What needs to be done ▸ Reproduce, word for word, the lines of the records below from the line containing "Tag the bearded" through the line containing "[(149, 116)]", including both of those lines.

Supplied records ▸
** Start **
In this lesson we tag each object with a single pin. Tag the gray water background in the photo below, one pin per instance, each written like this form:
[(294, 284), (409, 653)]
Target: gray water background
** End **
** Start **
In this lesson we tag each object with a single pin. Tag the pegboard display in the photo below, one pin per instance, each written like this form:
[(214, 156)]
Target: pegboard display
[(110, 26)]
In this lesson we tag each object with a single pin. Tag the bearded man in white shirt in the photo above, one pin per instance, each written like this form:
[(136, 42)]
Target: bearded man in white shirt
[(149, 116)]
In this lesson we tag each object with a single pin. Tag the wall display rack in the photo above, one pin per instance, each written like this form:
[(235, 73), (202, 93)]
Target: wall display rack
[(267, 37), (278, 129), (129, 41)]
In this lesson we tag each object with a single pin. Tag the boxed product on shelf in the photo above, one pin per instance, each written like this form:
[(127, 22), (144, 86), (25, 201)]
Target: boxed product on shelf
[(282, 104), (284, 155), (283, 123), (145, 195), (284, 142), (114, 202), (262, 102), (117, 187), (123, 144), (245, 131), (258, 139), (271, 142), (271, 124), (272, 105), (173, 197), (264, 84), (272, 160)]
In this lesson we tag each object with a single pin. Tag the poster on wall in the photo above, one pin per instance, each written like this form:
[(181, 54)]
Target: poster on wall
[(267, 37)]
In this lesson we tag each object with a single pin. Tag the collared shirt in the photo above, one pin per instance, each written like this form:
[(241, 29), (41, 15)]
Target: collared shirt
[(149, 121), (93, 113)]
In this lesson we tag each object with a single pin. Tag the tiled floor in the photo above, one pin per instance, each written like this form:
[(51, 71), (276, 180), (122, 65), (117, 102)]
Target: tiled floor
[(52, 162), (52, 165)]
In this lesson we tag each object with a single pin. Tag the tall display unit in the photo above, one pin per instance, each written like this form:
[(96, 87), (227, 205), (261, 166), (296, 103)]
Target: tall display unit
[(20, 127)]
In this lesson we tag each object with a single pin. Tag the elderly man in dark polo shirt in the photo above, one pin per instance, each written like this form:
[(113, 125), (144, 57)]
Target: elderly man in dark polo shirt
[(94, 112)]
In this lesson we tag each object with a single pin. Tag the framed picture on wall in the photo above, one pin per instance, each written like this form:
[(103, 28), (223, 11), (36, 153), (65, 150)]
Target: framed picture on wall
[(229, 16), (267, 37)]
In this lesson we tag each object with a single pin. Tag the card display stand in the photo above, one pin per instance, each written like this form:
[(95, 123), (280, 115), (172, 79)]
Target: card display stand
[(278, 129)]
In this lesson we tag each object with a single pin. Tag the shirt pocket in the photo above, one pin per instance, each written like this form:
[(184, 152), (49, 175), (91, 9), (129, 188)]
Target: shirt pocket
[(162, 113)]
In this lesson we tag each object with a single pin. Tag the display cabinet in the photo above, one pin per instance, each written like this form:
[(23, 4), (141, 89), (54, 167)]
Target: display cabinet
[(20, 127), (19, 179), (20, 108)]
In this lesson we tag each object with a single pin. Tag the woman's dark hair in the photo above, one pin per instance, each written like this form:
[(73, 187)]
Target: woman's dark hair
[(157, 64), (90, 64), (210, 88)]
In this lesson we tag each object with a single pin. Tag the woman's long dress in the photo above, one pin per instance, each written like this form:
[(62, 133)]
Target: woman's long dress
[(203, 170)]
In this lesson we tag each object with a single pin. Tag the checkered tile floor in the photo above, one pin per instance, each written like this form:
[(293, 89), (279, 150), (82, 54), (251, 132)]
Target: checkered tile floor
** End **
Answer below ▸
In this lesson we tag each object with a single pin. Tag the bearded man in white shirt in the photo above, one pin per instance, each written like this form:
[(136, 42)]
Target: bearded man in white shirt
[(149, 116)]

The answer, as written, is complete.